Excerpted text section start

Running a health tech startup is hard work but can be highly rewarding – not to mention a lot of fun.
This article is based on my experience of co-founding DocTap GP Clinic, a provider of affordable, short notice GP appointments to people in London.
We certainly didn’t get everything right the first time, but for the sake of brevity, I shall only present my current thoughts on each topic.
What are the 7 important lessons I’ve learned from running a health-tech startup with co-founder Alex Hamilton:
Lesson 1 – Patient safety must come above all else
This is our overriding concern in everything from doctor recruitment and training to policies and procedures. It is also the reason that we have favoured face-to-face appointments with a GP rather than on-line consultations.
Lesson 2 – Be Fanatical about patient experience
Just being safe is no longer sufficient. In today’s competitive climate we’re constantly looking to surpass our patients’ expectations. When mistakes are made we take full responsibility for them and ensure that we learn and improve as a result.
We request honest feedback from all patients and make it easy for them to provide it.
We then publish every single review – The fear of a negative review keeps us all on our toes.
Lesson 3 – Honesty and Integrity
Gone are the days when an organisation could closely choreograph its public image. We see from the almost daily flow of embarrassing corporate leaks that the truth will eventually come out, however hard you try to conceal it.
I advise you to agree on and write down your core organisational values and use these to guide all your decision making – DocTap’s values are trust, convenience & reliability, value for money and putting patients first.
Lesson 4 – Be Creative with Marketing
It is getting harder and harder to be noticed above the crowd. Traditional marketing channels such as TV, radio, print and outdoor are often beyond the budget of a startup.
In an effort to raise awareness of DocTap beyond those currently requiring a GP appointment, we have recently launched a blog written by DocTap GP’s on health and well-being topics. The objective is to build a loyal base of readers.
Lesson 5 – Find your niche but be prepared to seize new opportunities
It is very tempting for any business to try and be all things to all people. However, I believe this is a dangerous trap to fall into for startups where resources are limited and there is so much work to do just getting off the ground.
Despite being a GP service, DocTap has had requests to provide work medicals, physio appointments, prescription delivery services, home visits and even act as a GP locum agency.

Excerpted text section end

◆ **Exercise instructions**:
A - Translate this sentence from the startup lessons article into Spanish: "We request honest feedback from all patients and make it easy for them to provide it."
B - Please carry on the article about lessons from running a health tech startup, picking up after its last sentence.

Source material section start

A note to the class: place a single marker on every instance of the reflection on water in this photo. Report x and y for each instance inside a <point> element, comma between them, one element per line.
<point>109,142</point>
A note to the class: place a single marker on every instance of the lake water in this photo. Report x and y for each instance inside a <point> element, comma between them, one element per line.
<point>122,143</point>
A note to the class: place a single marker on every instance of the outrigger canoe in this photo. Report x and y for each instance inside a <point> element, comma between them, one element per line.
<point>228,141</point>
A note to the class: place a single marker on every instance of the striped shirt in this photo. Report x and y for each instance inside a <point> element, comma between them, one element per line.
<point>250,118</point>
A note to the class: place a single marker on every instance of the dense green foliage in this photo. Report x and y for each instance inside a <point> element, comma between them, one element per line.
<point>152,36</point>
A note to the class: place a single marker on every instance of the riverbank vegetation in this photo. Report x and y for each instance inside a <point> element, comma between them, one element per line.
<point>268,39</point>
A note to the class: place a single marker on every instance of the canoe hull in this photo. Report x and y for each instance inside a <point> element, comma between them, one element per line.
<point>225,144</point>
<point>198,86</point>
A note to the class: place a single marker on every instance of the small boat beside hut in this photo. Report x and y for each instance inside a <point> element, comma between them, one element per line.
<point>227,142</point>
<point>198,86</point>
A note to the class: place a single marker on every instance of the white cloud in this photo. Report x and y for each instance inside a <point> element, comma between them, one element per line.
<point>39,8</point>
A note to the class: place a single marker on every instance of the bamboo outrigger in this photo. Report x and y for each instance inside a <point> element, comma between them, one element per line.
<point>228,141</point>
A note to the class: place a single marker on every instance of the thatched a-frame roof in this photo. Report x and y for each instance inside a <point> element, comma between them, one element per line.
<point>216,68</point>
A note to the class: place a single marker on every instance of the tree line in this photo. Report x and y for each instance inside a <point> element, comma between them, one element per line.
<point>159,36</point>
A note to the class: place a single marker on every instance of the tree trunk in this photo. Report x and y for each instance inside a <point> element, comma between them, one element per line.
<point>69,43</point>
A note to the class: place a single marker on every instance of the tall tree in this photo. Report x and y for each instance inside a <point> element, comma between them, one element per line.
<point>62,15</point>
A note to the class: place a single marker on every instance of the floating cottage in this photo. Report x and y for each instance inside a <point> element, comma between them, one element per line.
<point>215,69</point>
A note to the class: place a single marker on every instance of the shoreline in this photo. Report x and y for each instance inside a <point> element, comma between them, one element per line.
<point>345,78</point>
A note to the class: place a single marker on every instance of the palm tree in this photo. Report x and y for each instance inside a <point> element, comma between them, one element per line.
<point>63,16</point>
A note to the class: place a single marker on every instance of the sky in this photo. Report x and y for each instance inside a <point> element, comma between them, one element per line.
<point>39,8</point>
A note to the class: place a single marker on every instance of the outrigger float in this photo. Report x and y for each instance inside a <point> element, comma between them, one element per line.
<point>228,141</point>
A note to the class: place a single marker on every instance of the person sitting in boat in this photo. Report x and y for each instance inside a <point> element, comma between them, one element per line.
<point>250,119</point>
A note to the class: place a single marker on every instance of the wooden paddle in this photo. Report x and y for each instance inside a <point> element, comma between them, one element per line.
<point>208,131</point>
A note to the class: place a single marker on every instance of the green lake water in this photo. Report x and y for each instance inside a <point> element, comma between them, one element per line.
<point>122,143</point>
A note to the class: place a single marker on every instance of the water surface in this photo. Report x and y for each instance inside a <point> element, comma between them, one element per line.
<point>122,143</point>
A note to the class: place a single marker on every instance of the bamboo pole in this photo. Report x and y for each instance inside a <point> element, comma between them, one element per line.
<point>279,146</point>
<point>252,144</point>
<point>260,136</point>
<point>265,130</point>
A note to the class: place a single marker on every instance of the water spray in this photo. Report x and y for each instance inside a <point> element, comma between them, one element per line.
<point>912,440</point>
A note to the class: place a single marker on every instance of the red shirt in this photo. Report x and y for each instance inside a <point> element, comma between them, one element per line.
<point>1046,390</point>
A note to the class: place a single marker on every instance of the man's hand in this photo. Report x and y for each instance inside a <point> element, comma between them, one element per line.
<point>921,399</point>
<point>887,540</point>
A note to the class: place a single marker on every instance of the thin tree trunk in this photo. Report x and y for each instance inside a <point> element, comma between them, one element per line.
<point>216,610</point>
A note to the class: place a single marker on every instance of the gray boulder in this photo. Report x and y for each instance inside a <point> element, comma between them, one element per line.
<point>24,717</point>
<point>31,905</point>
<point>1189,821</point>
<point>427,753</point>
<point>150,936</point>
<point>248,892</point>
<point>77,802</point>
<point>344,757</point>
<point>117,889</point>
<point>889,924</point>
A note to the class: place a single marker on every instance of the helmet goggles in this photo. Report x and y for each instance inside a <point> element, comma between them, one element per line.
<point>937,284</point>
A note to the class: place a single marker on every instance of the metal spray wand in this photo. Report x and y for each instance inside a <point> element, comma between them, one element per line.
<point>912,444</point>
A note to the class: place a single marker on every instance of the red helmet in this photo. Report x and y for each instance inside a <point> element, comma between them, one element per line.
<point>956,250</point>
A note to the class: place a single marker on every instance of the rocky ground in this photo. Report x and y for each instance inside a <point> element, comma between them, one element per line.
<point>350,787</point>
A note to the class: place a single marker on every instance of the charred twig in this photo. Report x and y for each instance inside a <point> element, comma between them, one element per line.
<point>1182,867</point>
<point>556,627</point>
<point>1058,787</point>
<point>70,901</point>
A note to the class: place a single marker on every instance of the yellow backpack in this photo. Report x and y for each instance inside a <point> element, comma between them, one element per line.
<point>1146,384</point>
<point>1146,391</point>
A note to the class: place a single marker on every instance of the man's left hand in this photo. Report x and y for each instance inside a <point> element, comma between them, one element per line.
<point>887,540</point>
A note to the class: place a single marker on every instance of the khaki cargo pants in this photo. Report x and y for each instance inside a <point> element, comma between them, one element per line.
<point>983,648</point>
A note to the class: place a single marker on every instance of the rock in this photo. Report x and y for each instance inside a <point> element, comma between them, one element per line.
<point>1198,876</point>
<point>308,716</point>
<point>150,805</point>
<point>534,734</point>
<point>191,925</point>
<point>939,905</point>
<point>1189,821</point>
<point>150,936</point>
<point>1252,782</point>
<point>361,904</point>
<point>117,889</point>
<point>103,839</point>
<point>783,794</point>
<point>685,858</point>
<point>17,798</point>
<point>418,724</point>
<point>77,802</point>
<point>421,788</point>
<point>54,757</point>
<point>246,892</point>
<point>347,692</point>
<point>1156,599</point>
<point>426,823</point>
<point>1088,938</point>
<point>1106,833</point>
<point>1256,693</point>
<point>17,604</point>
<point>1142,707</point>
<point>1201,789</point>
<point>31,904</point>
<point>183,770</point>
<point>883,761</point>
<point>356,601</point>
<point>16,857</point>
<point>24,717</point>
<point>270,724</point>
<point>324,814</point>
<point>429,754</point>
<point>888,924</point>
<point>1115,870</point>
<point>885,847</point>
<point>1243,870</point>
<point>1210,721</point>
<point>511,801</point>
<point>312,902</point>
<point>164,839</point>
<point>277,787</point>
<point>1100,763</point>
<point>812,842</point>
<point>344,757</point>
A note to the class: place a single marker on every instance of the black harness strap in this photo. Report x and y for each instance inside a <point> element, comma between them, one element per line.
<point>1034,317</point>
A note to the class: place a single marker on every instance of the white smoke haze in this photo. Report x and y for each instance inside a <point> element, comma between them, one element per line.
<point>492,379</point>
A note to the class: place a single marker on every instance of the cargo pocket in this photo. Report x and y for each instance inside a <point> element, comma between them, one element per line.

Source material section end

◆ **Answer set**:
A - Solicitamos comentarios honestos a todos los pacientes y les facilitamos que los proporcionen.

B -
Whilst all these are perfectly viable businesses in their own right, we have elected to focus our energies on getting the GP service right before branching out into other areas.
Having said that, it is wise to keep your eyes open for an opportunity that might move your business in a different direction. DocTap was originally envisaged as a top-up service for people who could not get to see their NHS GP.
However, we found many people asking for us to be their regular GP. This involved making several changes to our processes but is now a major part of our business.
Lesson 6 – You are only as good as your team
As someone who has started a business both on my own (a hotel business) and with someone else – DocTap – I would strongly advise starting out with one or two other co-founders.
Having someone else to bounce ideas around with is invaluable. And the emotional support of a co-founder is a real help during the inevitable late nights.
It helps to have a wide range of skills and personalities within your team. You might like working with someone who thinks just like you, but you’ll do better if you have a broad mix of people.
Working for a startup can be an inspirational and exciting experience for your staff.
When recruiting I place more emphasis on trust, enthusiasm and ‘getting’ our core values than on experience or a CV.
Lesson 7 – Have a financial plan
The finances of all businesses are different. Some need to make money straight away.
Others are looking to grow a brand or platform for the future, so growth in users is the primary objective at launch.
Either way, it is essential that you understand how your business will survive and grow in the short, medium and long-term.
With any startup, cash is king so you need a plan to raise any necessary capital to allow you to fulfill your ambitions.